### SOURCE PASSAGE
A Number – 1.3 million – that validates everything

Believeland Shirts!!

Whether they’re rooting for the Browns, Cavaliers or Indians, or all of them, Cleveland fans are the greatest in the world.

 

That’s been said over the years any number of times by any number of people – including me here and elsewhere on too many occasions to count – and while people in Northeast Ohio know it to be true, there are those outside who have doubted it because it’s an opinion.

 

It was always an opinion rooted in facts, certainly – lots and lots and lots of facts – but still an opinion nonetheless because it took the piecing together of all the facts to lead one to that conclusion. The facts are solid – all of them – but none of them stand out singularly to prove that point.

 

Then Wednesday happened, producing a number that has made it so that our opinion is now shared by everyone. From our old buddy and pal Skip Bayless to everyone living in the San Francisco Bay area, they have no choice but to hop on board with us and agree that Cleveland does have the best fans around.

 

The number is 1.3 million people, the attendance at the victory parade for the newly-crowned NBA champion Cavaliers in Downtown Cleveland.

parade

 

The number is beyond stunning.

 

It is beyond staggering.

 

It is beyond off the charts.

 

It is beyond earthshaking.

 

It is beyond startling.

 

It is beyond mind-blowing.

 

Or mind-numbing.

 

It is beyond even historic.

 

It is, in fact, beyond unbelievable.

 

Even In a place that’s called “Believeland,” that’s … well, hard to believe.

### REQUIREMENTS
- 1) According to the parade piece, how many people attended the Cavaliers' victory parade in Downtown Cleveland?
- 2) Print the part of the parade piece between "A Number – 1.3" and "it’s an opinion.", inclusive.
You won't need the listing for anything here.

### GIVEN INFORMATION
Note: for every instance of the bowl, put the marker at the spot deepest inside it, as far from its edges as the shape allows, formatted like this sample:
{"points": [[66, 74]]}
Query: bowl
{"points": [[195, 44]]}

### EXPECTED OUTPUTS
- 1) 1.3 million people.

- 2)
A Number – 1.3 million – that validates everything

Believeland Shirts!!

Whether they’re rooting for the Browns, Cavaliers or Indians, or all of them, Cleveland fans are the greatest in the world.

 

That’s been said over the years any number of times by any number of people – including me here and elsewhere on too many occasions to count – and while people in Northeast Ohio know it to be true, there are those outside who have doubted it because it’s an opinion.